Goal:
Give everything from the line containing "segment: orchid flower" down to the end of the material below as a numbered list, with blank lines left out.

Data:
- - - - - - -

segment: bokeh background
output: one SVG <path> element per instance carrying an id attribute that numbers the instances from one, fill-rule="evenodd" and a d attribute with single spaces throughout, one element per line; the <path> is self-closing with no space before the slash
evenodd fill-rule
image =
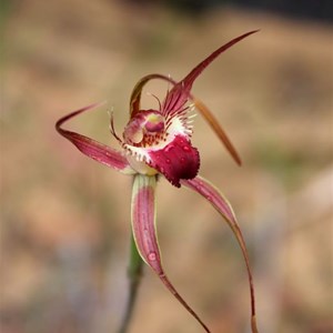
<path id="1" fill-rule="evenodd" d="M 238 168 L 198 117 L 201 174 L 239 216 L 261 332 L 333 332 L 330 1 L 241 2 L 2 1 L 1 333 L 110 333 L 123 313 L 131 179 L 80 154 L 56 133 L 57 119 L 107 100 L 70 127 L 117 145 L 107 111 L 121 132 L 141 77 L 182 79 L 258 28 L 194 84 L 244 162 Z M 161 99 L 165 90 L 147 88 Z M 249 332 L 231 231 L 190 191 L 161 180 L 158 196 L 171 281 L 212 332 Z M 202 329 L 147 269 L 130 332 Z"/>

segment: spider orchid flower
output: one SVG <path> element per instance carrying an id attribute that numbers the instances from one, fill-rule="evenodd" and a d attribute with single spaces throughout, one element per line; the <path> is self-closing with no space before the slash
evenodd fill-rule
<path id="1" fill-rule="evenodd" d="M 176 188 L 183 185 L 198 192 L 213 205 L 232 229 L 246 264 L 251 295 L 251 326 L 252 332 L 258 332 L 254 289 L 245 242 L 230 203 L 215 186 L 198 175 L 200 155 L 198 149 L 191 143 L 192 115 L 190 115 L 193 109 L 198 109 L 234 160 L 241 164 L 241 160 L 225 132 L 209 109 L 191 94 L 191 88 L 199 74 L 215 58 L 256 31 L 244 33 L 222 46 L 179 82 L 162 74 L 150 74 L 142 78 L 133 89 L 130 100 L 130 120 L 124 128 L 122 137 L 115 133 L 111 114 L 110 131 L 118 140 L 120 150 L 114 150 L 62 127 L 68 120 L 99 104 L 92 104 L 74 111 L 61 118 L 56 124 L 58 132 L 71 141 L 83 154 L 133 176 L 131 222 L 137 250 L 141 259 L 157 273 L 168 290 L 196 319 L 205 332 L 210 332 L 210 330 L 178 293 L 162 266 L 155 228 L 157 180 L 162 174 L 172 185 Z M 159 110 L 142 110 L 140 108 L 142 89 L 147 82 L 153 79 L 167 81 L 172 85 L 172 89 L 168 91 L 162 103 L 159 101 Z M 189 101 L 192 103 L 189 103 Z"/>

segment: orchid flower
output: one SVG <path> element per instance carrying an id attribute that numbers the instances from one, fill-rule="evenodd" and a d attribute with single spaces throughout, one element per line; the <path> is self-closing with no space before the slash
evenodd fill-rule
<path id="1" fill-rule="evenodd" d="M 139 252 L 143 262 L 157 273 L 168 290 L 195 317 L 205 332 L 210 332 L 209 327 L 179 294 L 163 270 L 157 236 L 155 186 L 159 176 L 163 175 L 176 188 L 184 186 L 198 192 L 224 218 L 240 244 L 246 264 L 251 295 L 251 326 L 252 332 L 258 332 L 254 289 L 245 242 L 228 200 L 214 185 L 198 174 L 200 154 L 191 143 L 193 132 L 191 112 L 198 109 L 234 160 L 241 164 L 241 160 L 225 132 L 209 109 L 191 94 L 191 88 L 194 80 L 215 58 L 256 31 L 244 33 L 222 46 L 179 82 L 162 74 L 149 74 L 142 78 L 133 89 L 130 100 L 130 120 L 122 137 L 115 133 L 113 115 L 111 114 L 110 131 L 118 140 L 120 150 L 114 150 L 62 127 L 68 120 L 94 109 L 98 104 L 74 111 L 61 118 L 56 124 L 58 132 L 71 141 L 83 154 L 121 173 L 133 176 L 131 201 L 133 253 Z M 140 108 L 142 89 L 147 82 L 154 79 L 167 81 L 172 89 L 168 91 L 163 102 L 158 100 L 159 110 L 142 110 Z"/>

- - - - - - -

The result:
1. segment: orchid flower
2. output: one SVG <path> element per instance carrying an id attribute that numbers the instances from one, fill-rule="evenodd" and a d attribute with single spaces throughout, one element per line; the <path> is self-closing with no space before the slash
3. evenodd fill-rule
4. <path id="1" fill-rule="evenodd" d="M 139 252 L 143 262 L 157 273 L 168 290 L 195 317 L 205 332 L 210 332 L 209 327 L 179 294 L 163 270 L 157 236 L 155 186 L 159 176 L 163 175 L 176 188 L 184 186 L 198 192 L 224 218 L 240 244 L 246 264 L 251 295 L 251 326 L 252 332 L 258 332 L 254 289 L 245 242 L 228 200 L 214 185 L 198 174 L 200 154 L 191 143 L 193 132 L 191 112 L 198 109 L 234 160 L 241 164 L 241 160 L 225 132 L 209 109 L 191 94 L 191 88 L 194 80 L 215 58 L 256 31 L 244 33 L 222 46 L 179 82 L 162 74 L 149 74 L 142 78 L 133 89 L 130 100 L 130 120 L 122 137 L 115 133 L 113 115 L 111 114 L 110 131 L 118 140 L 120 150 L 114 150 L 62 127 L 68 120 L 94 109 L 98 104 L 74 111 L 61 118 L 56 124 L 58 132 L 71 141 L 83 154 L 121 173 L 133 176 L 131 201 L 133 253 Z M 140 108 L 142 89 L 147 82 L 154 79 L 167 81 L 172 89 L 168 91 L 163 102 L 158 100 L 159 110 L 142 110 Z"/>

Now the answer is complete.